**AIM OF THE EXERCISE:**
The response has to be every entry, printed word for word.

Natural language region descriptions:
☆ ☆ ☆ ☆ ☆

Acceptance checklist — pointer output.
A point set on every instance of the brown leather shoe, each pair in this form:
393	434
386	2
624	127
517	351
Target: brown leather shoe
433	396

☆ ☆ ☆ ☆ ☆

**ANSWER BELOW:**
Acceptance checklist — pointer output.
A point set on every instance of the brown leather shoe, each pair in this form:
393	434
386	2
624	127
517	351
Target: brown leather shoe
433	396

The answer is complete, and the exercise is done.